-- Excerpted text follows --

Every insight in Leo lays out the headline, the sample size, the direction, the window, and a link to the raw data. We don't show numbers without the context that makes them readable.
Migraines were 2.4× more common on days following a sleep window under 6 hours, this month.
Describes what happened. Never 'will' or 'should'.
n = 28 days. If it's small, the card flags it. No theatrical precision.
Up / down / no change. Not 'good' or 'bad' — your body isn't being graded.
Last 30 days. The window can't silently move when convenient.
Every claim is one tap away from the underlying logs that built it.
The things our insights layer refuses to do.
Health insights are where most apps cross the line from “trackers” into “medical device, sometimes accidentally.” The list below is the line we're holding — descriptive, bounded, and patient-owned.
Leo doesn’t predict tomorrow’s migraine, next week’s flare, or your future glucose. Forward-looking numbers were removed during our engine-liability work to keep the surface descriptive.
No card frames a number as your personal optimum, target, or recommendation. That framing is reserved for clinicians.
Descriptive insights only. No directive language. Generic wellness suggestions belong in /resources or a clinician's mouth — not in your hub.

-- Excerpted text concluded --

Required action >> Could you continue the page on how Leo's health insights are presented, picking up right after its last sentence?

-- Data provided follows --

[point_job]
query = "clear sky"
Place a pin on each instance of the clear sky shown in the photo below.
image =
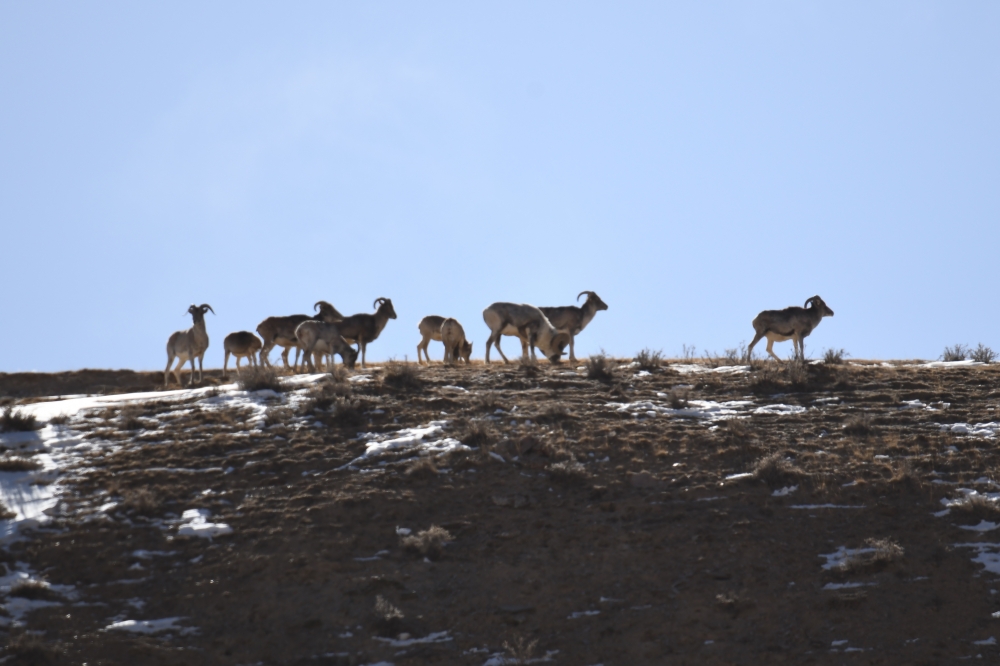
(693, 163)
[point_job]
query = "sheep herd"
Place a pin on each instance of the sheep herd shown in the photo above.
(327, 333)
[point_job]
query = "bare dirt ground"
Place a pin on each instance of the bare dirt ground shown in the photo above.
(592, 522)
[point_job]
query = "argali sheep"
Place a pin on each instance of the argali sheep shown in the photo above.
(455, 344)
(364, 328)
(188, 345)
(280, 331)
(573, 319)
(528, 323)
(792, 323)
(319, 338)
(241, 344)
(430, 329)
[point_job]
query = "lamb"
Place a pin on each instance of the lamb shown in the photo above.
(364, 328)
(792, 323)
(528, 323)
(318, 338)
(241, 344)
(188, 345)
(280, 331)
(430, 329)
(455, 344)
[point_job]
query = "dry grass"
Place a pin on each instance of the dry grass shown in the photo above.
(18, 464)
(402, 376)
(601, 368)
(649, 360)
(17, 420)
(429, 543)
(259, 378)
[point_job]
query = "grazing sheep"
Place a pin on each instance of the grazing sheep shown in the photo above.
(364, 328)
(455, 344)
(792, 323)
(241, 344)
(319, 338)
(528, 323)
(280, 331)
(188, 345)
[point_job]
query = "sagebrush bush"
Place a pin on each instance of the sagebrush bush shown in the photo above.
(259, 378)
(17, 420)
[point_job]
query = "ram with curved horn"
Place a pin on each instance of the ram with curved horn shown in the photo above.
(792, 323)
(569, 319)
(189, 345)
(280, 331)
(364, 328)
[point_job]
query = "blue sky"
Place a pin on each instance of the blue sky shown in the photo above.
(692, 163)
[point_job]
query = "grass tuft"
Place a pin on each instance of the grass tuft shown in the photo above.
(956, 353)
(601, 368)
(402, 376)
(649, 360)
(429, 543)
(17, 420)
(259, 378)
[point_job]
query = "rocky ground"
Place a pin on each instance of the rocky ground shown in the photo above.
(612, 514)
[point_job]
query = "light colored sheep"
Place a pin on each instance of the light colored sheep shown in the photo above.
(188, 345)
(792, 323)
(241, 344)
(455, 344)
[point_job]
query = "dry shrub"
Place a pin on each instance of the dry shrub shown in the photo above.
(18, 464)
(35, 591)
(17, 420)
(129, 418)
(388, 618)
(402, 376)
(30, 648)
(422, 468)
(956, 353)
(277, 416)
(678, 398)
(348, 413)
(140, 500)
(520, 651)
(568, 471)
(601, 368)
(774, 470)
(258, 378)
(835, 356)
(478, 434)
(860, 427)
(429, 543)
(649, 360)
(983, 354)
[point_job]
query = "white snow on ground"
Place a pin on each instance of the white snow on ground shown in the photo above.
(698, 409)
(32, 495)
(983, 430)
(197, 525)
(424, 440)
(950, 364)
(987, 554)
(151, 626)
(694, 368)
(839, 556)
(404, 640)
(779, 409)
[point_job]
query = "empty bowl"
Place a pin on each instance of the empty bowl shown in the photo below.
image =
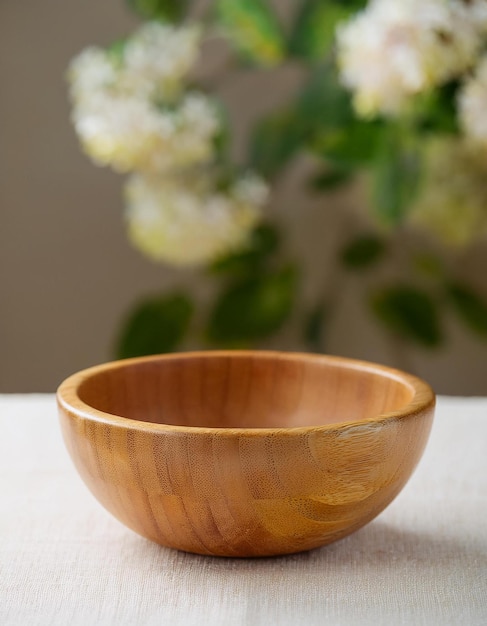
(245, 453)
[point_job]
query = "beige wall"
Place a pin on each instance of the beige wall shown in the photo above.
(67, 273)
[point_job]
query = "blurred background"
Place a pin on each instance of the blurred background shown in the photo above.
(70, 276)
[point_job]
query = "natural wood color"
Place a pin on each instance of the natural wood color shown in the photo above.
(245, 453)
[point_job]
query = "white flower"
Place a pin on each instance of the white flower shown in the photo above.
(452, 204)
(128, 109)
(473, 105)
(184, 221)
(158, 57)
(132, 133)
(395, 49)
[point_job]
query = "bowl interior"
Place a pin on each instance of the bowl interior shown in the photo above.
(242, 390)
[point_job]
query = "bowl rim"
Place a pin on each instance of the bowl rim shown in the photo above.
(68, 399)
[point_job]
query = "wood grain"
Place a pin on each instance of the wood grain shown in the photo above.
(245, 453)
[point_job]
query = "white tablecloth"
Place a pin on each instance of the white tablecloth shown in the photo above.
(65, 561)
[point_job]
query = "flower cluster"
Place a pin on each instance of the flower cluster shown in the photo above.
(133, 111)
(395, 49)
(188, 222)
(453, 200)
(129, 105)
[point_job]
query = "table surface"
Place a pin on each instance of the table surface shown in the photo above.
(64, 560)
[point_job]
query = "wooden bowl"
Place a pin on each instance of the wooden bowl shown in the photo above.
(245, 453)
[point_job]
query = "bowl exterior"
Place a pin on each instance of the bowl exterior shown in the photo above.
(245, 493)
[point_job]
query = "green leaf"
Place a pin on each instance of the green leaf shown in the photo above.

-- Data provided concluded --

Exercise response >>
Leo doesn't use a large language model anywhere — not for insights, not for chat, not for summaries, not for anything in the user-facing app. Every number on a card came out of classical statistics on your phone.
Your numbers are never compared against an aggregate of other Leo users to imply you're 'above average' or 'concerning' relative to a population.
Insights don’t say a number is 'normal', 'high', 'concerning', or 'borderline'. They describe what your log shows and let you and your clinician interpret.
The PDF export is your work — a summary of your data. It isn't a clinical assessment, and Leo doesn't sign off as a provider.
The patterns from your own data — with their work showing.
Classical statistics on-device, descriptive language by policy, and a full breakdown of the math on the /engines page. Bring the result to your clinician.